**Task goal**
Copy the lines between the one holding "row of frozen" and the one holding "pixel 381 185", inclusive, swapping "tuna" for "swordfish" and leaving everything else unchanged.

**Task data**
☆ ☆ ☆ ☆ ☆

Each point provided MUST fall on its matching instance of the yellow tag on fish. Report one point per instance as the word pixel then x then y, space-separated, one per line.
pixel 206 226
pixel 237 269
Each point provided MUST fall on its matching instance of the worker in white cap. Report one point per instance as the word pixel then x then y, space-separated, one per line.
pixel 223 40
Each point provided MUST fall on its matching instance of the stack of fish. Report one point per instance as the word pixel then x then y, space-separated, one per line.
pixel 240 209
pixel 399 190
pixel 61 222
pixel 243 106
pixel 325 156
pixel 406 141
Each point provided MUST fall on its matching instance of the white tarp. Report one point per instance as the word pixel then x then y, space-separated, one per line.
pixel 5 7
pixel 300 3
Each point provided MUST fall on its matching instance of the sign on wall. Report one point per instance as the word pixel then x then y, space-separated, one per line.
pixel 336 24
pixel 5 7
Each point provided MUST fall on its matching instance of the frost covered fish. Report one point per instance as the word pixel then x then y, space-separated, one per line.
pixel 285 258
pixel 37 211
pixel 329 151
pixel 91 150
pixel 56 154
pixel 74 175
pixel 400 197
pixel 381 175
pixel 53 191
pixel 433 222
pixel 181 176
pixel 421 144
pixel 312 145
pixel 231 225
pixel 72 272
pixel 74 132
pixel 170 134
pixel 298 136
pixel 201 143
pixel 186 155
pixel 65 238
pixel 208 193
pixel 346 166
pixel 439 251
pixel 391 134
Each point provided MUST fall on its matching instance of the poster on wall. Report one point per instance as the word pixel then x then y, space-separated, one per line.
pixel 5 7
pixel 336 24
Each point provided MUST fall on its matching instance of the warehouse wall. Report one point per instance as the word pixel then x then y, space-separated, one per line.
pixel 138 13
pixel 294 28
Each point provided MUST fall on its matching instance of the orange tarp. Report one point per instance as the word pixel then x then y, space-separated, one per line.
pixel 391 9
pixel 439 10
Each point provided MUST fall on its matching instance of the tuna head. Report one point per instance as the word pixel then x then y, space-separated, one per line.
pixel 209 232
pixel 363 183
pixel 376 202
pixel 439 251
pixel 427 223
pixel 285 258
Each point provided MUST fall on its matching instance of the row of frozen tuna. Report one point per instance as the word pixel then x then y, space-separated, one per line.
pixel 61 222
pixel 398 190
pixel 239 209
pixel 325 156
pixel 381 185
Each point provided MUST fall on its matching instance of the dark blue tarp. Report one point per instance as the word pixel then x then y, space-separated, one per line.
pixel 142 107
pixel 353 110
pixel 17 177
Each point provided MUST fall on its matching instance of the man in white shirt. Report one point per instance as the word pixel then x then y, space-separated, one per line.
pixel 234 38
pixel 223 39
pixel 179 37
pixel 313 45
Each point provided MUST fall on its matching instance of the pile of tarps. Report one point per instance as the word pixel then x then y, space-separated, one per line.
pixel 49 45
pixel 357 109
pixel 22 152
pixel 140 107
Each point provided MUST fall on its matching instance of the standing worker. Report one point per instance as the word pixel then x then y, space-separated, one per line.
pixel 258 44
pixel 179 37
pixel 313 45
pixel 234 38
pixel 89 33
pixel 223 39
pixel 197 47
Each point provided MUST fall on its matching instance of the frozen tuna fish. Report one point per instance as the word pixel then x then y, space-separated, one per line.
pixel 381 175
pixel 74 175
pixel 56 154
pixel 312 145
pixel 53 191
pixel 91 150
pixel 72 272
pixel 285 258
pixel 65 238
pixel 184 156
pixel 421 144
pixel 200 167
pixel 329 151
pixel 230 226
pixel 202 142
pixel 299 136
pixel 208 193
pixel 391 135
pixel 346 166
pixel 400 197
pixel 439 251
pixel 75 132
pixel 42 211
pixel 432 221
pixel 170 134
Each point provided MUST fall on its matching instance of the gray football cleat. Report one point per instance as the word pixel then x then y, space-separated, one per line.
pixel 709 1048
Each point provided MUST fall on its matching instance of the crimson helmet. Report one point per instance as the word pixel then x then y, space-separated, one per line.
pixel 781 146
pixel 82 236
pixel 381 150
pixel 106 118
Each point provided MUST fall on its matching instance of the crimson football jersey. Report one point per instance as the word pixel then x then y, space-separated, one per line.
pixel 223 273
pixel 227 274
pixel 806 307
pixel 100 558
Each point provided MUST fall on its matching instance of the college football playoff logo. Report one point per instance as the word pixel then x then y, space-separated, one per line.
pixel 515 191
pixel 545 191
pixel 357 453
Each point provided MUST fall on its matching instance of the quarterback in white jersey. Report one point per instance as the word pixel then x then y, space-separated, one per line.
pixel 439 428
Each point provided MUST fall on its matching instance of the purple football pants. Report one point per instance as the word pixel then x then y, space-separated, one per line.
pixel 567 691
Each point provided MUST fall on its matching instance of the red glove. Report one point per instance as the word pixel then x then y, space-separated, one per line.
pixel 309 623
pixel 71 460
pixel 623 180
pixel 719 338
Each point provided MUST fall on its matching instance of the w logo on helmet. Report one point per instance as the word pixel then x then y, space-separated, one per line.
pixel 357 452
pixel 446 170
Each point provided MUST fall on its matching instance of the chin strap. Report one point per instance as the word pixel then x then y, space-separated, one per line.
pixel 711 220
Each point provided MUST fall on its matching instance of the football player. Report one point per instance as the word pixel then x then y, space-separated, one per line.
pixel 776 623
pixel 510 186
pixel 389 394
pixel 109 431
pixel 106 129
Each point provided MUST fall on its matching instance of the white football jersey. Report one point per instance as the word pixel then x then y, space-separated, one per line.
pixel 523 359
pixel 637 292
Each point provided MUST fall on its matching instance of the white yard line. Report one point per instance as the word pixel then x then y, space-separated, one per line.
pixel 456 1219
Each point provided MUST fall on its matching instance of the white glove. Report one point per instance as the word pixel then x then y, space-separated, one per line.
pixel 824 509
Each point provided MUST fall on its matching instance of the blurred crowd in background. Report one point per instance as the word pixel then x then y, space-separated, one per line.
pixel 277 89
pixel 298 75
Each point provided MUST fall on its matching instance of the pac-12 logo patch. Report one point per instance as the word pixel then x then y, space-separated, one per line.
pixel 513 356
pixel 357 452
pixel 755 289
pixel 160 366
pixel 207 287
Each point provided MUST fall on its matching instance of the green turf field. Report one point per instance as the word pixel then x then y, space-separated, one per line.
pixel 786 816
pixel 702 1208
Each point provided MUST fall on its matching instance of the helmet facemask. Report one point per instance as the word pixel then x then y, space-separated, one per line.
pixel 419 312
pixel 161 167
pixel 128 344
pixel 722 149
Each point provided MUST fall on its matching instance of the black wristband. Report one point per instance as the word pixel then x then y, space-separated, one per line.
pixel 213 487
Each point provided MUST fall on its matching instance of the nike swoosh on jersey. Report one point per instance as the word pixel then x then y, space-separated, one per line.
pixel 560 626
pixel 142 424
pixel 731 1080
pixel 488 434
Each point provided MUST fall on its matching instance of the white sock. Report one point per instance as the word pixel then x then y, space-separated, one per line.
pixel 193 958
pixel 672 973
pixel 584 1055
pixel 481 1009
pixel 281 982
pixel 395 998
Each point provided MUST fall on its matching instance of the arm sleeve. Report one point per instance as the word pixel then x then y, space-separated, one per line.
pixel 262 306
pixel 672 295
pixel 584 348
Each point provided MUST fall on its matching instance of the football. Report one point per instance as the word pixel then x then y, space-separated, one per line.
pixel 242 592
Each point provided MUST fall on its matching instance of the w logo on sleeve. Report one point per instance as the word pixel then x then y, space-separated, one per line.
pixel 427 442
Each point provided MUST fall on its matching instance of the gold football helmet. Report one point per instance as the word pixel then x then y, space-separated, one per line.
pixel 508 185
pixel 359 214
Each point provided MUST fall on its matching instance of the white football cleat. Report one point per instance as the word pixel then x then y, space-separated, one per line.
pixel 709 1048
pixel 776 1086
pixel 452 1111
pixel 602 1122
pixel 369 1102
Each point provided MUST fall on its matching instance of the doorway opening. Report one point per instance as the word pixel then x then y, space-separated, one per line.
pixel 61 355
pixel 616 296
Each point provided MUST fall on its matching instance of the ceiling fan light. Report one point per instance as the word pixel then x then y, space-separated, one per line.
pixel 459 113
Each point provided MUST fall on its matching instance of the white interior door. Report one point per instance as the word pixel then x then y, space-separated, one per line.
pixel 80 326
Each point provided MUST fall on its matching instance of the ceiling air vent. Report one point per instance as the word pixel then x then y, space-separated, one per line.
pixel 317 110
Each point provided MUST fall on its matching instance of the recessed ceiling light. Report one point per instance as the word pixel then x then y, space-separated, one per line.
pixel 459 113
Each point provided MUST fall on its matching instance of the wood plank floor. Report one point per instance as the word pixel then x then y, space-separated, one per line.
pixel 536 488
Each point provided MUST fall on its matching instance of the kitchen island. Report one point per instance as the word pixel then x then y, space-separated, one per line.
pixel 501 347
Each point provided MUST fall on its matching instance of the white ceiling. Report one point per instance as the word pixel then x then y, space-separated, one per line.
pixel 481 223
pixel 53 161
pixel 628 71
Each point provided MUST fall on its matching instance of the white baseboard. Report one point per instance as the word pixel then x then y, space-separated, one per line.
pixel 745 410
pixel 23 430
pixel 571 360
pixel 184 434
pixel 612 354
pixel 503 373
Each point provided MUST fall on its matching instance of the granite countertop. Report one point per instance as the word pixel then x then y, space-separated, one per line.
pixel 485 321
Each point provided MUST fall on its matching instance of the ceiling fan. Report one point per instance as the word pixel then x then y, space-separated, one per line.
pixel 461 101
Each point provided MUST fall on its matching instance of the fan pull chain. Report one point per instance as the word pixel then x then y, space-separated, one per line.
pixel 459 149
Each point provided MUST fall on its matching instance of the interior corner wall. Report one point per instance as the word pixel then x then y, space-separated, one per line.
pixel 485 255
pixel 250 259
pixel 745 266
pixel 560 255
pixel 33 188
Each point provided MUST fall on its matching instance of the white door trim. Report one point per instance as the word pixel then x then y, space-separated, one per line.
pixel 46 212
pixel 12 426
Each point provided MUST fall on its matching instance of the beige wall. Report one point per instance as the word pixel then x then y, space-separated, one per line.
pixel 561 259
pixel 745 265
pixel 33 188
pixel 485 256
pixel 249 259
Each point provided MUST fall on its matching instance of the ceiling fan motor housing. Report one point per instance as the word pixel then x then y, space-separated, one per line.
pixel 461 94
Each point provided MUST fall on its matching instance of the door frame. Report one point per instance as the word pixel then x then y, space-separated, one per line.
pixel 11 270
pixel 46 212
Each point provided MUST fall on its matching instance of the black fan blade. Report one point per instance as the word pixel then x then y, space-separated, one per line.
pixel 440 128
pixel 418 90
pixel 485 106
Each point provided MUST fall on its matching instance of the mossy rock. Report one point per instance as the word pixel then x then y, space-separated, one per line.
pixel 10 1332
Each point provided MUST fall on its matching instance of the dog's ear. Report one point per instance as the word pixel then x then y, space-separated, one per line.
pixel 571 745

☆ ☆ ☆ ☆ ☆

**Answer to this problem**
Each point provided MUST fall on its matching instance of the row of frozen swordfish. Report one point per instance as the word pixel then x then y, space-separated, one per line.
pixel 61 222
pixel 398 190
pixel 239 209
pixel 325 156
pixel 381 185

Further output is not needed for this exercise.